Data records:
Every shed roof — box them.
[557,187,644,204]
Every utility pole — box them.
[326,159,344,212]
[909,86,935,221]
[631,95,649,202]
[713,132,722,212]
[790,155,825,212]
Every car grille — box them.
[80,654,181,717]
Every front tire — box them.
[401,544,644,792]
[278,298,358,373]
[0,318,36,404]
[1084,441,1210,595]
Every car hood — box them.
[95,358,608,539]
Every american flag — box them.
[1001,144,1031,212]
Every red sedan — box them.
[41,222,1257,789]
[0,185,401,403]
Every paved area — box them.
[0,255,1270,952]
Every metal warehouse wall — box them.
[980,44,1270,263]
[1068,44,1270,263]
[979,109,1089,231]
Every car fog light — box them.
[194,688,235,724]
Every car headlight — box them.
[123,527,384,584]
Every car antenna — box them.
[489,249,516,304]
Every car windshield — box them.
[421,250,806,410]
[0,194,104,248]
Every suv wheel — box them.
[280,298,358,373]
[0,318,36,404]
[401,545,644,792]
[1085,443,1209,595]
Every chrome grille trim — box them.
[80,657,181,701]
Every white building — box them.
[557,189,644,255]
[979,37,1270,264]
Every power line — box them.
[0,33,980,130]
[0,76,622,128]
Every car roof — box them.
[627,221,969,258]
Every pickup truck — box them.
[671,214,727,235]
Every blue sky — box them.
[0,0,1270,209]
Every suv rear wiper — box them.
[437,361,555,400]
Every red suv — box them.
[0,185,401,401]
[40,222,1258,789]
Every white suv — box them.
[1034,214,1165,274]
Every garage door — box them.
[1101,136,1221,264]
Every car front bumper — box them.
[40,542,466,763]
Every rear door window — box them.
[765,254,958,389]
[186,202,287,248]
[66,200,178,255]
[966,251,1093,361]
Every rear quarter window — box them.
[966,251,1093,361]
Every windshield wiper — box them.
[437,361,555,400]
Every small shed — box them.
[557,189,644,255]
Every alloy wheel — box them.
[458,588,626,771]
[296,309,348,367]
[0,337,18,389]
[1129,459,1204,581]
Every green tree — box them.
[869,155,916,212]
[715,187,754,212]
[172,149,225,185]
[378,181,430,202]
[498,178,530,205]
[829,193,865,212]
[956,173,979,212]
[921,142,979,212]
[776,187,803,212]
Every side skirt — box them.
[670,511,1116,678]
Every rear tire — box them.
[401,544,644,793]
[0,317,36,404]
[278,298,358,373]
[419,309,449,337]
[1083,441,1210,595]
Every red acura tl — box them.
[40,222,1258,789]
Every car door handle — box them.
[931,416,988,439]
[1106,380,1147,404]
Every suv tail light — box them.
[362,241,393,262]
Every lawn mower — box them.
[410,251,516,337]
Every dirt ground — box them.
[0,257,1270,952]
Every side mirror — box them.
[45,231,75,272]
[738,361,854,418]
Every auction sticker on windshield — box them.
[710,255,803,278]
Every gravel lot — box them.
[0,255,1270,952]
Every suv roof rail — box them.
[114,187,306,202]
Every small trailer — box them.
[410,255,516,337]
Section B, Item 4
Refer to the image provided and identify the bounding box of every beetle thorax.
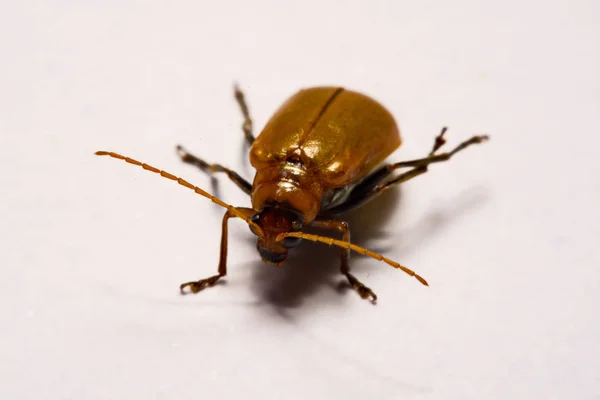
[252,162,323,223]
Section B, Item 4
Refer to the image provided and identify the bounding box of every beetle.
[96,85,488,302]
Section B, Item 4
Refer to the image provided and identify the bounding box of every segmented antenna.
[277,232,429,286]
[94,151,263,236]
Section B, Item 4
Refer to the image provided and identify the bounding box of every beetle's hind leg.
[326,127,488,215]
[311,219,377,302]
[176,146,252,194]
[234,85,255,146]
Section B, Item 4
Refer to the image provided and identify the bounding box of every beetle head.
[250,205,304,266]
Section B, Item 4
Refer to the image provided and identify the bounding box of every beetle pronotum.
[96,86,488,301]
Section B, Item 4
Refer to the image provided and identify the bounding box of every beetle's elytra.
[96,87,488,301]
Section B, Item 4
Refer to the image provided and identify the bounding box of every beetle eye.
[281,236,302,249]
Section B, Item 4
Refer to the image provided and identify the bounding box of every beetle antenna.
[94,151,263,236]
[277,232,429,286]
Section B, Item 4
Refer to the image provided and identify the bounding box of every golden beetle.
[96,86,488,301]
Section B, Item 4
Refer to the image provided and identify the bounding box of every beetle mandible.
[96,85,488,301]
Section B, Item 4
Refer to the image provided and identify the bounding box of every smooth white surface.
[0,0,600,399]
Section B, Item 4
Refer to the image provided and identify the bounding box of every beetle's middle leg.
[325,128,488,215]
[311,218,377,302]
[177,146,252,194]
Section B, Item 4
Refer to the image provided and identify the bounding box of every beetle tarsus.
[429,126,448,156]
[344,272,377,303]
[179,275,224,294]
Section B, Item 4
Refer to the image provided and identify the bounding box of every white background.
[0,0,600,399]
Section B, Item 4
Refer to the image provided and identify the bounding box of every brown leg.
[179,211,235,294]
[177,146,252,194]
[234,85,255,146]
[311,219,377,302]
[327,128,488,215]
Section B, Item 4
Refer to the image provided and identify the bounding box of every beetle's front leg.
[179,211,235,294]
[311,218,377,302]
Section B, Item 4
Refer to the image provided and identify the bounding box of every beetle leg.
[234,85,255,146]
[387,129,488,171]
[324,128,488,215]
[176,146,252,194]
[179,211,235,294]
[311,219,377,302]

### AIM
Count the rows above that contain the string "antenna", matching case exactly, and give only the number.

### EXPECTED ANSWER
3